START Passage for review
The FDA and the Big Pharmas repeatedly warn about the dangers of herbal supplements and other natural treatments produced overseas and sold by competitors, but they don’t seem as worried about manufacturing and delivering products that may use the same natural or synthetic ingredients and are produced in dubious manufacturing facilities from ingredients bought from equally dubious sources.

The generic drug manufacturers are clearly a threat to the Big Pharmas as long as they can get access to new drugs to manufacture. The Big Pharmas have fought back on the manufacturing side, but they still have significant R&D costs, albeit with taxpayer, academic and startup help. The smarter generic manufacturers are now starting to encourage similar R&D efforts by their own governments, so that they don’t have to rely on the Big Pharma’s “castoffs”. It remains to be seen whether this will lower prices to the consumer or result in increased greed on the part of the new generic/branded drug manufacturers.

Conclusion: We’re being lulled into a false sense of security by the Big Pharmas, which are quietly cutting costs by relying on foreign, possibly unsafe, manufacturers.

Bribery and Corruption
One of the unfortunate results of competition, government regulations and price controls, and shorter patent life protection, is that unscrupulous people within an organization will often look for ways to bend the rules and increase the chances of turning a profit.
END Passage for review
START Data for analysis
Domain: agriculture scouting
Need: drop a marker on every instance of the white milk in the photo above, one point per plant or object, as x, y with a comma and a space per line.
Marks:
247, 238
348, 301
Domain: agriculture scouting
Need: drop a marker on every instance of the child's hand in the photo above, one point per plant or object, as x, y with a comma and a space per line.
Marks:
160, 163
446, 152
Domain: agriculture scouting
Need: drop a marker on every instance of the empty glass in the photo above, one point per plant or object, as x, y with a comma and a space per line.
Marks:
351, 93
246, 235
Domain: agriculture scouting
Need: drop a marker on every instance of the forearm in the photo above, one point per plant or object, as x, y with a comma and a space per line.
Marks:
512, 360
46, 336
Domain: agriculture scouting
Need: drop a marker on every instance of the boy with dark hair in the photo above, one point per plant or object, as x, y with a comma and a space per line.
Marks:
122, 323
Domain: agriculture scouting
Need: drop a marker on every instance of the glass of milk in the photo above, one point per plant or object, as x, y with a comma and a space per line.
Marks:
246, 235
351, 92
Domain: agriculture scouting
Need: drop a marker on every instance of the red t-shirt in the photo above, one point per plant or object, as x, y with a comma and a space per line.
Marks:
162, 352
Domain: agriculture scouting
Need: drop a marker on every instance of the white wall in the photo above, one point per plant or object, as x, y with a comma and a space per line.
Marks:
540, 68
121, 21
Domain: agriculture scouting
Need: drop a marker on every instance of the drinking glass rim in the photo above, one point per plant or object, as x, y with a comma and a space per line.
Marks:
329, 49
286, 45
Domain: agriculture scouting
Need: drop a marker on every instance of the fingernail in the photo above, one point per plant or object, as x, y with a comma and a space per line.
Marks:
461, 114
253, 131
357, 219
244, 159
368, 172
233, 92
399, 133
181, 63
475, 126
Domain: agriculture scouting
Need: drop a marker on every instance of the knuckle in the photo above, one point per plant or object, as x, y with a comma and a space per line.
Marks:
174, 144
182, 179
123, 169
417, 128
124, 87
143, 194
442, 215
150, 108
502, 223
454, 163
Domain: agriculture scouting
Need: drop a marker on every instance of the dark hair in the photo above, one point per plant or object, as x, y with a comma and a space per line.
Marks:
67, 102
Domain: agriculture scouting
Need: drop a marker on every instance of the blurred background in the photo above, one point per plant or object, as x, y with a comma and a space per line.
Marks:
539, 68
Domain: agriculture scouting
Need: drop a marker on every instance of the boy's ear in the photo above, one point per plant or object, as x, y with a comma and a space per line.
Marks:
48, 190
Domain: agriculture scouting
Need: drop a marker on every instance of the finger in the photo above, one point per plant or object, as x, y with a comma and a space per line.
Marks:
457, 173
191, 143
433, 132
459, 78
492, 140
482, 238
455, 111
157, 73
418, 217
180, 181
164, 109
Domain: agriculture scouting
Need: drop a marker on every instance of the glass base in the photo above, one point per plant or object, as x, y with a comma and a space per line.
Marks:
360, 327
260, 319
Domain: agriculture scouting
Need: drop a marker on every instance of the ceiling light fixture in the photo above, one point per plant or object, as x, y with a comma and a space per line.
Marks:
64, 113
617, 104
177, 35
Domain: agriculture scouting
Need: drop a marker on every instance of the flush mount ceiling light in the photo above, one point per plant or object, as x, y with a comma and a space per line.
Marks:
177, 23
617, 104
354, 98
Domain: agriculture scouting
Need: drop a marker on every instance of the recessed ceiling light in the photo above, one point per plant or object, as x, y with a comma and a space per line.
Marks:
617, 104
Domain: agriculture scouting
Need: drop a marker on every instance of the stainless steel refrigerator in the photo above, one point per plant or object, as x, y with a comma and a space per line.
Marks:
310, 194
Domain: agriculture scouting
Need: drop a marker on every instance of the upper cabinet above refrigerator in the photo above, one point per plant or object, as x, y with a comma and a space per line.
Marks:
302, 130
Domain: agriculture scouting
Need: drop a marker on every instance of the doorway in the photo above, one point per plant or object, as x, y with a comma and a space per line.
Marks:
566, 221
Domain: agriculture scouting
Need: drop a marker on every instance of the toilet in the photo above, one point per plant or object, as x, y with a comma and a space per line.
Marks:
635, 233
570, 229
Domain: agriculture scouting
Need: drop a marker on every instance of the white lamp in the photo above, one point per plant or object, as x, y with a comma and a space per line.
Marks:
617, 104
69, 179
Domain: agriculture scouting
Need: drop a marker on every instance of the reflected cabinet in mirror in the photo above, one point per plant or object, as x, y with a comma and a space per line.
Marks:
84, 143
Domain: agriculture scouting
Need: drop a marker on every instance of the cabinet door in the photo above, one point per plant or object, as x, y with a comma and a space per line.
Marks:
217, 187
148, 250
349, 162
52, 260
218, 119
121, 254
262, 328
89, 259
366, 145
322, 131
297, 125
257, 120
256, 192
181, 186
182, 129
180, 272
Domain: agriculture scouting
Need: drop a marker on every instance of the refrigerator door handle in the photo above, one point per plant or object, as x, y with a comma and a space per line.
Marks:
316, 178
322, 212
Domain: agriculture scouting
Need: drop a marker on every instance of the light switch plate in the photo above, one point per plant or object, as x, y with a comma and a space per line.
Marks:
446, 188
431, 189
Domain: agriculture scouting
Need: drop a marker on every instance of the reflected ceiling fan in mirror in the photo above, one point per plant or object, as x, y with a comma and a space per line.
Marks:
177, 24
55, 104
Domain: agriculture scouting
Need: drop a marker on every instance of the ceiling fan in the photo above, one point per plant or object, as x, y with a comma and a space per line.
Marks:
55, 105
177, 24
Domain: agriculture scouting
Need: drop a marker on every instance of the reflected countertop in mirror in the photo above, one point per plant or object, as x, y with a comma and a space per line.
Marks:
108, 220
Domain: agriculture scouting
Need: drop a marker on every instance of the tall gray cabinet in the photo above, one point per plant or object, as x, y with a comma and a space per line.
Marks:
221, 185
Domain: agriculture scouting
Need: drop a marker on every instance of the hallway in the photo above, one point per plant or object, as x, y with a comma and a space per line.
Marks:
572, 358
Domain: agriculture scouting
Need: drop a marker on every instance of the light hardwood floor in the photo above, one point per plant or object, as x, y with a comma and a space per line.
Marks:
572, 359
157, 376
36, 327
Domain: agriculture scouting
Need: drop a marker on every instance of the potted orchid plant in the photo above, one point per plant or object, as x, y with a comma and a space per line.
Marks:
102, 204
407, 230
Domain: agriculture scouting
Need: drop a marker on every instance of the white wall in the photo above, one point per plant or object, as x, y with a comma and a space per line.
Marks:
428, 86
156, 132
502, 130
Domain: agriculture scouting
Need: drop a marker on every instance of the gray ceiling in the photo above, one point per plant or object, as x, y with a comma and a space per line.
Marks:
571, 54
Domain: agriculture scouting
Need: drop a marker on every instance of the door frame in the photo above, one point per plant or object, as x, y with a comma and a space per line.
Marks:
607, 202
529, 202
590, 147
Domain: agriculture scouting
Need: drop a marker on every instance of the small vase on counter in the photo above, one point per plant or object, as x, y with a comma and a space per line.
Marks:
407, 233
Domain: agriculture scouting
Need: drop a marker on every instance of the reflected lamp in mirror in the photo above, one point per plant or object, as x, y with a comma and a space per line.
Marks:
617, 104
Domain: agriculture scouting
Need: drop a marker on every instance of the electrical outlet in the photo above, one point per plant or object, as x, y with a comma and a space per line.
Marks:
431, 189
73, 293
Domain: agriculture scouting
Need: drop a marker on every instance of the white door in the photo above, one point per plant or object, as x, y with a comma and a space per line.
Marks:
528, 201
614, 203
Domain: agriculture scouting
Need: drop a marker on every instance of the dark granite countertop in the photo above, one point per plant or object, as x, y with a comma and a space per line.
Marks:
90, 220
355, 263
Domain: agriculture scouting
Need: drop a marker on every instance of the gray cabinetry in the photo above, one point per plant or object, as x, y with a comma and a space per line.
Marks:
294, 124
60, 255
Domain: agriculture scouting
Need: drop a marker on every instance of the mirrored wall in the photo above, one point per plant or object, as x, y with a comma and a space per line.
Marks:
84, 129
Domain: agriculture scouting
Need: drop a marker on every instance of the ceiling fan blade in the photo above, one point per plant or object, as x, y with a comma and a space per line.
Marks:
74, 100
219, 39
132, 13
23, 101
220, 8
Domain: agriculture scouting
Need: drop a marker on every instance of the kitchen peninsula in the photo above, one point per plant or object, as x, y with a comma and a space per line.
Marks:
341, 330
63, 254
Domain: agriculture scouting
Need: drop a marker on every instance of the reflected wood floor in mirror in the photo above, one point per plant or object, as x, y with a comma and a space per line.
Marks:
END Data for analysis
• _Activity_:
Answer these questions from the drug manufacturing passage:
(a) According to the conclusion, what are the Big Pharmas relying on to quietly cut costs?
(b) What are the smarter generic manufacturers encouraging their own governments to support?
(c) Under "Bribery and Corruption," which factors are named as leading to rule-bending?

• _Reply_:
(a) Foreign, possibly unsafe, manufacturers.
(b) Similar R&D efforts, so that they don't have to rely on the Big Pharma's "castoffs."
(c) Competition, government regulations and price controls, and shorter patent life protection.